**PASSAGE GIVEN**
[Start]

Then, over the next hour, as the 30 or-so retirees and perhaps 20 more obviously in for a post-Church-service special Sunday Brunch folks came in, I came to realize how absolutely delusional the fellow must be. What kind of idiot carries a gun in a family restaurant for family brunch? Well, that would be one of the folks influenced by the NRA-approved “Molon Labe” movement.

There we go with the collectivist attitude again – “influenced by the NRA-approved “Molon Labe” movement.”  It’s what collectivists think, i.e., that the NRA is the big bad boy to whom we all listen, the reality being much different (it’s most times hard to convince patriots to continue payments to the NRA in light of their sellouts and failures to address important matters like I-594.  I know I think about that every year when I renew my membership).

But on to Bateman.  You can read the rest, but I wouldn’t recommend it.  We know that he was sitting an eatery, that he believes that a “dude” who was too fat was sitting near him, and apparently he was obsessed by this man’s presence.  Bateman projects how this man must feel (delusional, and later he calls the man “paranoid”).  Bateman never learned Roberts Rules of Order, which require addressing facts rather than state of mind.  Bateman does not know the state of mind of this man, who does and doesn’t agree with any NRA-approved “movement,” or whether this man has ever been paranoid.

Now let me talk about myself.  After all, Bateman does that very well.  I hate to conceal a firearm.  I consider it to be obnoxious in the superlative degree.  In fact, I hate to carry anything on my body.  I don’t wear jewelry of any kind (rings, necklaces, or even watches).  I don’t even like to have car keys in my pocket.  I consider it to be an intrusion.

Furthermore, the knuckles on my right hand are so swollen from arthritis that I wouldn’t be able to get a ring on my fingers if I wanted to.  I am thankful to the Lord that my swollen finger joints don’t hinder my shooting, writing, or keyboard operation (since I make my living usually at a desk or out in a plant).  I have found about the only two ways I can conceal a firearm without annoyance.

The first (and preferred) is ankle carry with a small-ish, light weight handgun, and the second is IWB of a small, light weight handgun.  I do not conceal carry large frame handguns.  I do open carry from time to time, sometimes large frame handguns.  I open carry because I find concealed carry annoying (or have we already covered that?).  I also really, really don’t like sweating my weapon, especially in the summer.

The only way I can open carry is with a rigger’s belt or tactical belt.  I really, really hate my weapon and holster sagging and banging around on my body.  But I’ve already talked about my annoyance with things on my body.  This leads me to my final point.  I don’t carry because I think it’s fun, or cool, or because I’m paranoid.  I would rather not carry a weapon.  In fact, I don’t even wear a watch (or have I already said that?).

I carry a weapon in spite of the way I feel, not because of it.  I carry a weapon because of things I believe about my duty to be able to protect myself and my family because we are created in God’s image and He demands that I do my best to preserve life.  It’s a discipline I have had to develop.  And I do mean, discipline.

And so now that I’ve reiterated this for the umpteenth time, and now that I’ve spent so much time on how I feel about things, are you bored with all of this?  I hope so.  I’m bored, and it’s me I’m talking about.  I mean, I’m really, really bored with this post.  I don’t even care how I feel any more.

[End]

**GIVEN ENTRIES**
[Start]

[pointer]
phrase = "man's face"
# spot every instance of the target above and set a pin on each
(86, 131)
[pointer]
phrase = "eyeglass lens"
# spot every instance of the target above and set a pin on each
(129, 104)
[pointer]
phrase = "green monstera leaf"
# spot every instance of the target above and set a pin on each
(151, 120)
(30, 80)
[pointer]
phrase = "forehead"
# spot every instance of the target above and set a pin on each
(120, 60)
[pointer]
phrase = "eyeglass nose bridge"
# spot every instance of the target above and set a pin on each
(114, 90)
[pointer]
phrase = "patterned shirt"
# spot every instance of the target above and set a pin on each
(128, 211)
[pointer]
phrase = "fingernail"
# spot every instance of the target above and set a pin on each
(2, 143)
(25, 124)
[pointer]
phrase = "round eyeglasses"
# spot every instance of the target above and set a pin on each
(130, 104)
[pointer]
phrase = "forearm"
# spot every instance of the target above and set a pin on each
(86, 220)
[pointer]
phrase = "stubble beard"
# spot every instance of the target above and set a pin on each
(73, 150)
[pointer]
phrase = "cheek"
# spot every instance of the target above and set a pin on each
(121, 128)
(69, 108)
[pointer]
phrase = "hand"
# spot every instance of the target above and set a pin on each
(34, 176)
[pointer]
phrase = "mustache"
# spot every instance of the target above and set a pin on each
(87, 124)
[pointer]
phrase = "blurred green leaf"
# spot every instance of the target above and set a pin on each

[End]

**REQUIRED TASK A**
In the post on carrying a firearm, what is the author's preferred way to conceal a handgun?
**REQUIRED TASK B**
Rewrite the section of the post on carrying a firearm between "Now let me talk" and "firearm without annoyance.", inclusive, changing "jewelry" to "accessories".
**REQUIRED TASK C**
Resume the post on carrying a firearm after its final sentence.

**ANSWER A**
Ankle carry with a small-ish, lightweight handgun.

**ANSWER B**
Now let me talk about myself.  After all, Bateman does that very well.  I hate to conceal a firearm.  I consider it to be obnoxious in the superlative degree.  In fact, I hate to carry anything on my body.  I don’t wear accessories of any kind (rings, necklaces, or even watches).  I don’t even like to have car keys in my pocket.  I consider it to be an intrusion.

Furthermore, the knuckles on my right hand are so swollen from arthritis that I wouldn’t be able to get a ring on my fingers if I wanted to.  I am thankful to the Lord that my swollen finger joints don’t hinder my shooting, writing, or keyboard operation (since I make my living usually at a desk or out in a plant).  I have found about the only two ways I can conceal a firearm without annoyance.

**ANSWER C**
So that’s the message, Bateman.  No one cares how you feel.  Just keep it to yourself until you get bored with yourself.  You will.  I do.  We all do.  If you want to be taken seriously, talk about what you believe, and why.  So for instance, if you were to assert something like, “it is impossible for anyone to be assaulted in America,” then we can debate that and offer up contrary evidence.  If you were to assert something like, “no one has ever successfully defended their family from assault,” then likewise we can have open and robust debate because that assertion has substance.  Or if you wish, you can talk about how we shouldn’t be allowed to be armed even though God expects us to protect and provide for our families.  And then we can debate it.

But if you want to continue to wax on about your feelings, we just can’t take you seriously.  And don’t call him dude.  He has a name.  Go up to him, tell him you think he’s fat rather than telling us.  Tell him you think he’s paranoid.  Remember his name.  At least it would show you have some guts.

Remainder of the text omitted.